▶ Extract
———

2.7. Western Blotting
U2OS cells were trypsinized and cell pellets lysed in 1 volume of 1X lysis buffer (10 mM Tris pH 7.4, 150 mM NaCl, 1 mM EDTA, 1% Triton X100, 0.5% NP-40) for 30 min at 4 °C and centrifuged for 15 min at 15,000 g and 20 µg of proteins from the supernatants were electrophoresed on a 10% SDS-PAGE gels and transferred onto nitrocellulose membranes. Immunoblotting was performed using the following antibodies: AR (D6F11 from CST, 1/1000), GR (D6H2L from CST, 1/1000), and GAPDH (14C10 from CST, 1/5000), and proteins were visualized by chemiluminescence detection using the ECL RevelBlot Plus or RevelBlot Intense (Ozyme, Paris, France).
2.8. Whole-Cell AR Competitive Binding Assays
U2OS hAR-AREluc cells were seeded at a density of 80,000 cells per well in clear-bottomed 96-well plates (Greiner Bio-One, Courtaboeuf, France). The day after, cells were labeled with 0.3 nM [3H]-R1881 (41.3 Ci/mmol specific activity) in the absence or presence of enzalutamide, harmol (0.01–10 μM), or unlabeled R1881 (0.01–300 nM) for 3 h at 37 °C, and washed three times with 200 μL of cold PBS, to eliminate unbound material. Cells were then lysed with 50 μL of LSC-cocktail (Emulsifier-Safe, Packard BioScience, Wellesley, MA, USA), and [3H]-bound radioactivity was counted in scintillation liquid with a microbeta trilux (Perkin Elmer, Wellesley, MA, USA). Non-specific binding was determined in the presence of 300 nM unlabeled R1881. Specific binding was calculated by subtracting non-specific binding from the total binding, and expressed as disintegrations per minute (dpm). The results were plotted as % of maximal [3H]-R1881 specific binding, which was obtained in the absence of a competitor (250–300 dpm) and set at 100%. IC50 values were defined as the concentrations required to decrease maximal [3H]-R1881 binding by 50%. Relative binding affinities (RBA) were calculated as IC50 ratios between each competitor and R1881. The RBA value for R1881 was arbitrarily set at 100.

———

(Dataset excerpts)

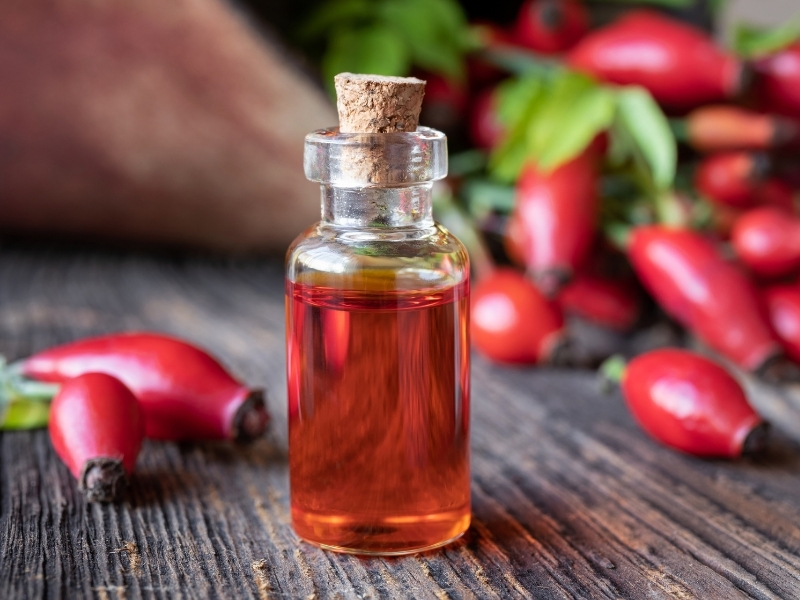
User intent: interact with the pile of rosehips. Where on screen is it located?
[448,0,800,456]
[5,333,269,502]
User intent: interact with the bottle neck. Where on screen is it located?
[321,182,433,229]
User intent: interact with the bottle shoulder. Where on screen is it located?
[286,223,469,290]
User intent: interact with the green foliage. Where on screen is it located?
[489,70,677,190]
[733,18,800,58]
[299,0,476,91]
[611,87,678,190]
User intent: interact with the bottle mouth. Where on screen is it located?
[303,127,447,188]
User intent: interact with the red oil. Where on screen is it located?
[286,282,470,554]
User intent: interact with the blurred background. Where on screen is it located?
[0,0,800,260]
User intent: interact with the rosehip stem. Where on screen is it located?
[597,354,628,391]
[0,356,61,430]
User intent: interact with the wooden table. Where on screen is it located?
[0,247,800,599]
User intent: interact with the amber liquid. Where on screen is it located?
[287,282,470,554]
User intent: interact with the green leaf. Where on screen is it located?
[536,88,616,171]
[378,0,468,81]
[322,25,410,92]
[496,76,544,132]
[708,0,730,16]
[528,71,597,161]
[612,86,677,190]
[0,400,50,430]
[489,76,544,183]
[489,70,616,182]
[733,19,800,58]
[461,178,515,219]
[297,0,375,40]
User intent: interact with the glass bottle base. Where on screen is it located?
[292,509,471,556]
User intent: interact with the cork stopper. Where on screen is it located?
[334,73,425,133]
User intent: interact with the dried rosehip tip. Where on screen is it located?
[530,267,572,299]
[231,389,271,442]
[78,457,128,502]
[754,352,800,383]
[742,423,770,456]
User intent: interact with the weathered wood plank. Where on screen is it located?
[0,248,800,599]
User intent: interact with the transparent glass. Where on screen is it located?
[286,128,470,555]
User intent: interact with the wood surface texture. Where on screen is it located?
[0,247,800,599]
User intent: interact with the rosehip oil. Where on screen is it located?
[286,94,470,555]
[287,281,470,554]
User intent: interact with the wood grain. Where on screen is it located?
[0,248,800,599]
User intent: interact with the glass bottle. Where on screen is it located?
[286,127,470,555]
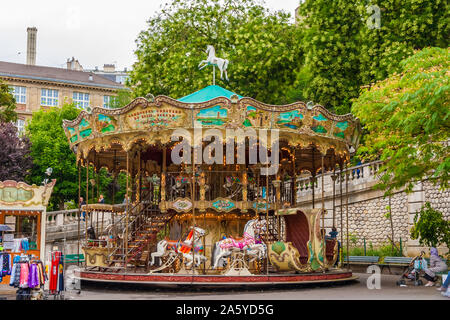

———

▶ Tasks for this exercise
a - How would you render this sentence from the methods excerpt in French: "Non-specific binding was determined in the presence of 300 nM unlabeled R1881."?
b - According to the methods excerpt, at what density were the U2OS hAR-AREluc cells seeded?
Rely on the methods excerpt alone.

▶ Answers
a - La liaison non spécifique a été déterminée en présence de 300 nM de R1881 non marqué.

b - 80,000 cells per well.